**WRITTEN PROBLEM**.
Count the lines in the records below that contain the word "white", treating uppercase and lowercase as different. Reply with the number only.

Coordinate annotation records:
........

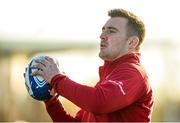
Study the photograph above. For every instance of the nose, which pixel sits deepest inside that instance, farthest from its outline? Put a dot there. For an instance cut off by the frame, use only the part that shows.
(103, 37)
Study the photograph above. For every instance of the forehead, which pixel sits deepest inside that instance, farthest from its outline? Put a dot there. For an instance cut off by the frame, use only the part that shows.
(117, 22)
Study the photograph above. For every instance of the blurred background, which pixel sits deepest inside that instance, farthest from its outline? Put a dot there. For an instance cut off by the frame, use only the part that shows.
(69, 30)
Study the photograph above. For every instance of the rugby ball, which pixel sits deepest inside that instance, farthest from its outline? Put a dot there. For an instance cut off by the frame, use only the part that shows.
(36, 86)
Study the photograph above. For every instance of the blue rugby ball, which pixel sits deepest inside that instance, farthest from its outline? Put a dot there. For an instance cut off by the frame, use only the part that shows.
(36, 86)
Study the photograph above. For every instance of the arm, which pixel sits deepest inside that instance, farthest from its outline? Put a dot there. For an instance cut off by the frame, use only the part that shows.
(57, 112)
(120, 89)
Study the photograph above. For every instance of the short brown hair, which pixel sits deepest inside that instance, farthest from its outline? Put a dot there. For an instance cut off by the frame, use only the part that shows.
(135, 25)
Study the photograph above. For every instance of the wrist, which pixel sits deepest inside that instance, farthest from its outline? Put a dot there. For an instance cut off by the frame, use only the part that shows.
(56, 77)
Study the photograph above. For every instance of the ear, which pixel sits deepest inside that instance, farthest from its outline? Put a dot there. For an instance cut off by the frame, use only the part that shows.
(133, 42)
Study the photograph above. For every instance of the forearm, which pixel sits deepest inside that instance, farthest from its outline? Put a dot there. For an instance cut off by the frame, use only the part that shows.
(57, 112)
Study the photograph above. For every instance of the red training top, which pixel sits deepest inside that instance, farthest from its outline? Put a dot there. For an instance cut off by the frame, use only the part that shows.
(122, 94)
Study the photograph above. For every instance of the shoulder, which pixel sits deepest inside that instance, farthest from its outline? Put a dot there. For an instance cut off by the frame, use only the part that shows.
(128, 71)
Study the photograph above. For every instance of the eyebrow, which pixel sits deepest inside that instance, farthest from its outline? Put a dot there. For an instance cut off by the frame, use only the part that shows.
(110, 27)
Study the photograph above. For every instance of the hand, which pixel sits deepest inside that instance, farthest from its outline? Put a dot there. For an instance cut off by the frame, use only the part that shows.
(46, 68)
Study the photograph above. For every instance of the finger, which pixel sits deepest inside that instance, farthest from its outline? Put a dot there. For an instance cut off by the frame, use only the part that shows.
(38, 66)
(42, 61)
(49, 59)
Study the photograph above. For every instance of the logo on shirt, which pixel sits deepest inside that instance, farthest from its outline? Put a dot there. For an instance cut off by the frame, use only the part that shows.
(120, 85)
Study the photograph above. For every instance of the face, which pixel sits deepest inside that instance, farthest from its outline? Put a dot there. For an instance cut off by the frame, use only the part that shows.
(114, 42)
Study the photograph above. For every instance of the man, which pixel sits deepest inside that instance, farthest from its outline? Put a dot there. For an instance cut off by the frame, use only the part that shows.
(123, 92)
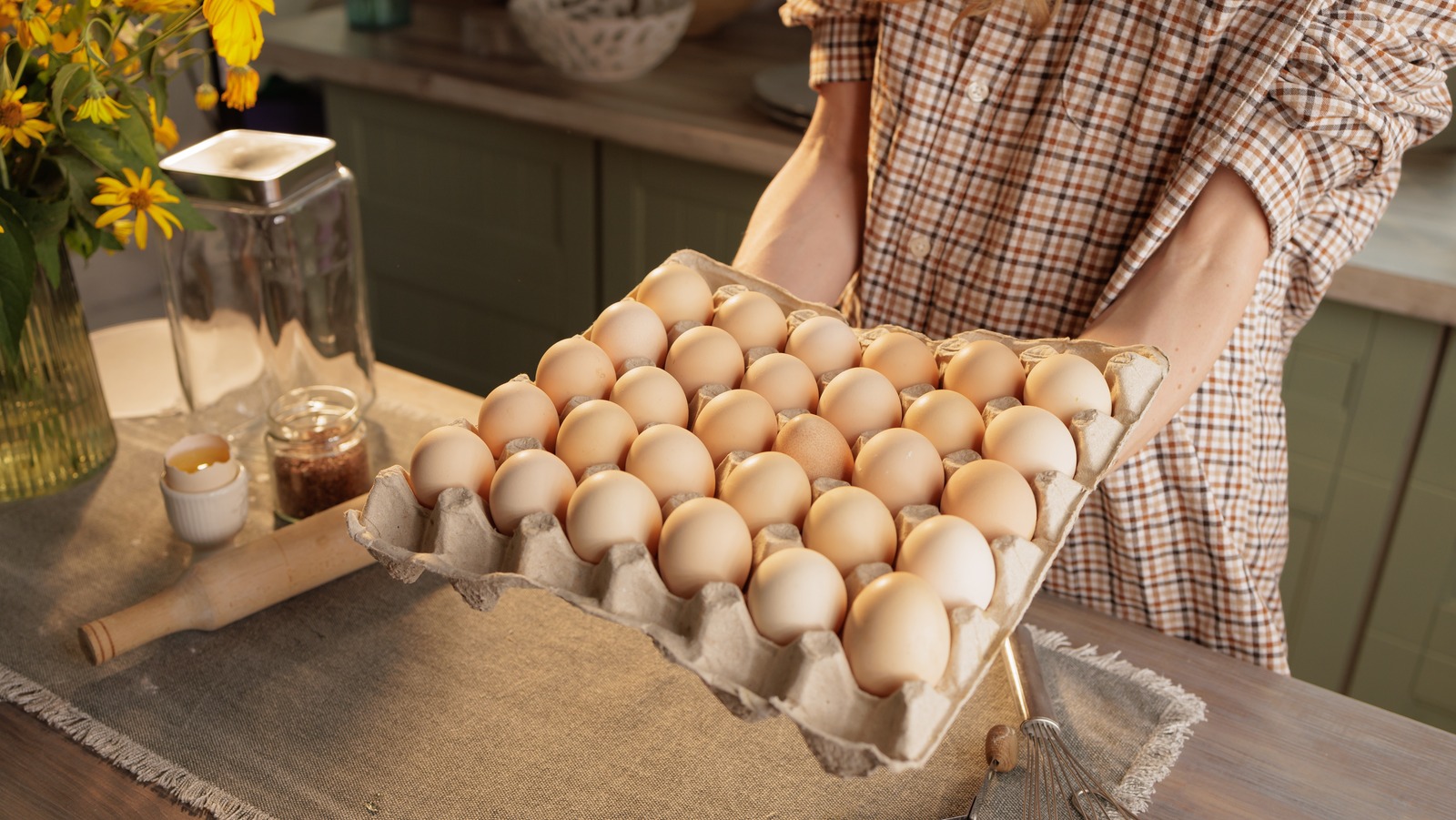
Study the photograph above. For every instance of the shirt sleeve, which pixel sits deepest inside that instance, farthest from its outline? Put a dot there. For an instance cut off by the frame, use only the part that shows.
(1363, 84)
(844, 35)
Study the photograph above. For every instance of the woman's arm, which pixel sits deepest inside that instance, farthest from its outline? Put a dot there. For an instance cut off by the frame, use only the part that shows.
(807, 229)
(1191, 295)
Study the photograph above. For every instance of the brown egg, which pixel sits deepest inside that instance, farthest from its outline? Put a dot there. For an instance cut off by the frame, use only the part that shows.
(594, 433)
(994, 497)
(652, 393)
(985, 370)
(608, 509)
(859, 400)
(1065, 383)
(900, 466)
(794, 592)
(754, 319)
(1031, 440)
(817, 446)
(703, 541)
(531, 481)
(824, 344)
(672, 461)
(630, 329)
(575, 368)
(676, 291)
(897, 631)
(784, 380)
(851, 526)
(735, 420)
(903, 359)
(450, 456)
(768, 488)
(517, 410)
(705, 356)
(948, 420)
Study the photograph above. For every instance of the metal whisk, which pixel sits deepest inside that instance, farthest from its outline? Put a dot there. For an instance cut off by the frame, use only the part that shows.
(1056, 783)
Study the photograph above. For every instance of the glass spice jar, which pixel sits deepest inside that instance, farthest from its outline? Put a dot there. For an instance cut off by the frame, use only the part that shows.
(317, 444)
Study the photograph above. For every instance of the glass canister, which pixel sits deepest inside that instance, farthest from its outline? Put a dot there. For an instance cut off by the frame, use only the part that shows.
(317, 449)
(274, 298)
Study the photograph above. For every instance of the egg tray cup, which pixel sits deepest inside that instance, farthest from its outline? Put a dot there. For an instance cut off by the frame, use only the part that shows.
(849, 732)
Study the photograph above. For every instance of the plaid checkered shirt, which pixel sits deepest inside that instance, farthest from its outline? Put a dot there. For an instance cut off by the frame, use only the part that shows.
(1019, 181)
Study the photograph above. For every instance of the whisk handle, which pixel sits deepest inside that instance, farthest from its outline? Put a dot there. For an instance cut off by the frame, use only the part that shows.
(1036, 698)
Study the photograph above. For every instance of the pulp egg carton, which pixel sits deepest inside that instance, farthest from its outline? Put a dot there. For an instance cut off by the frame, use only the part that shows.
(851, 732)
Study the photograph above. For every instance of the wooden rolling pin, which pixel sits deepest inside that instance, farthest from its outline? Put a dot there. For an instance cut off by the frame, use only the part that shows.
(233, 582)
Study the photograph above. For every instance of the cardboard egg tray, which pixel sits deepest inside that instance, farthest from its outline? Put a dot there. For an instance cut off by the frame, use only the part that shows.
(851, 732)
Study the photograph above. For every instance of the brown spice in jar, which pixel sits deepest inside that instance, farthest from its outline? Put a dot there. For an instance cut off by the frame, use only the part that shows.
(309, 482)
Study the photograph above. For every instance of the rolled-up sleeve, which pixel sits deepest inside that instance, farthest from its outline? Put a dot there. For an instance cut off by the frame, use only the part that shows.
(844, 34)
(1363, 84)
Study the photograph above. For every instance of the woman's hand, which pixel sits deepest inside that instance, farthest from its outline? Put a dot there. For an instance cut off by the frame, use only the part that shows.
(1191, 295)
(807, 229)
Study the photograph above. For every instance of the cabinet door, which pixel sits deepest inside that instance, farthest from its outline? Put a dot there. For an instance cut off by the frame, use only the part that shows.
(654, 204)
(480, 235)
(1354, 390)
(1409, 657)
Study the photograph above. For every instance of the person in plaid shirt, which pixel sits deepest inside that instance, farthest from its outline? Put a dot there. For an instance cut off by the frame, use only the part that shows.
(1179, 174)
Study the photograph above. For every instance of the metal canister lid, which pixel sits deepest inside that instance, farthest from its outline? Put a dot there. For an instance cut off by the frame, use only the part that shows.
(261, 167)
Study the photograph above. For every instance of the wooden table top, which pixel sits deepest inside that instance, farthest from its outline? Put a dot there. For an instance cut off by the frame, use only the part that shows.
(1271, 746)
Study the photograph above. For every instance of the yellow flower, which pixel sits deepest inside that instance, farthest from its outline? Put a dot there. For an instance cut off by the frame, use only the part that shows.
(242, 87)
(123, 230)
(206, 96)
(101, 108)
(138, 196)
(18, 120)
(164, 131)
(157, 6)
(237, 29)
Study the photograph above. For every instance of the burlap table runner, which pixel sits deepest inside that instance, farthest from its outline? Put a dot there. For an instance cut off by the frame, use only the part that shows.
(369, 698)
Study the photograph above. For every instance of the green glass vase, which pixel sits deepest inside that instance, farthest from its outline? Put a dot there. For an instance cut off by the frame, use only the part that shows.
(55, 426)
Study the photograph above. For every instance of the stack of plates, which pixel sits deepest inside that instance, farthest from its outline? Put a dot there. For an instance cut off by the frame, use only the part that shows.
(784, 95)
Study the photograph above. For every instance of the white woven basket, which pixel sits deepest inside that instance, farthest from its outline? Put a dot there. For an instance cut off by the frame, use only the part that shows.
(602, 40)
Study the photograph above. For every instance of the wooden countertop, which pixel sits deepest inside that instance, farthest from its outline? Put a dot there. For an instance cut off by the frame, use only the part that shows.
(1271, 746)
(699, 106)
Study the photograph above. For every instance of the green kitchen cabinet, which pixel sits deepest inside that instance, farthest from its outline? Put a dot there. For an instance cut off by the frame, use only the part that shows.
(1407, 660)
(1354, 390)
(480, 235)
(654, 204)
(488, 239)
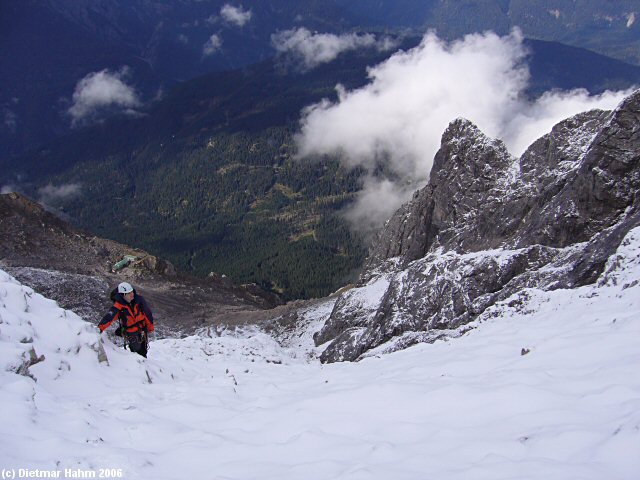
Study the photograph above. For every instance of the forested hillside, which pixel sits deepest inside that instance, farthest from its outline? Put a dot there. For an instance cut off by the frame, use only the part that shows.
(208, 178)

........

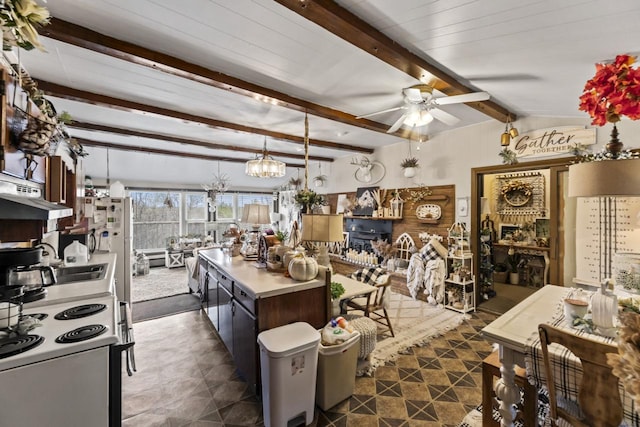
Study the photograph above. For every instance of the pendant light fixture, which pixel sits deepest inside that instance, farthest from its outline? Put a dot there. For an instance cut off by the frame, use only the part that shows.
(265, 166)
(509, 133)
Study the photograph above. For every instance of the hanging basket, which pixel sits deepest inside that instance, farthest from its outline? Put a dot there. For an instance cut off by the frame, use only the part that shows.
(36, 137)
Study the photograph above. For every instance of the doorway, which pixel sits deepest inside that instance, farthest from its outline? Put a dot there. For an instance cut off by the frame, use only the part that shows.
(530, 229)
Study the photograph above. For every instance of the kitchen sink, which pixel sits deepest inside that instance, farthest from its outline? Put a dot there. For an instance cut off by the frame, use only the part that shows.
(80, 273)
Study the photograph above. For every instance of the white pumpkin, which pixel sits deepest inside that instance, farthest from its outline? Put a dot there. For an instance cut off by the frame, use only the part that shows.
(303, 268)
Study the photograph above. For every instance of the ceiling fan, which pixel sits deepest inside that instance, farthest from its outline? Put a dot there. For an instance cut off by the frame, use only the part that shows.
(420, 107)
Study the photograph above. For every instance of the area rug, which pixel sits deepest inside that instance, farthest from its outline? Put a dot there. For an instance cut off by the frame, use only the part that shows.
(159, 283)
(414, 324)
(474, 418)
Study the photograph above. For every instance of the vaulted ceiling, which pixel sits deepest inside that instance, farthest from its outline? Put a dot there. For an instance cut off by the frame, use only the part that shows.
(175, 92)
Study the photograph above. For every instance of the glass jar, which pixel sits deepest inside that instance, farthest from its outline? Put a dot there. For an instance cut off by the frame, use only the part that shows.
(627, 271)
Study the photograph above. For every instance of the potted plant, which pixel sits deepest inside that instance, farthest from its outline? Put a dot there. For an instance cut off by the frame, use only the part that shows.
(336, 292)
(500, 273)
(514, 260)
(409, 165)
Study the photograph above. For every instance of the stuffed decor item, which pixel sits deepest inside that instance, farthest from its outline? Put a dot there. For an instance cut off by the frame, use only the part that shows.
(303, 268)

........

**FINAL ANSWER**.
2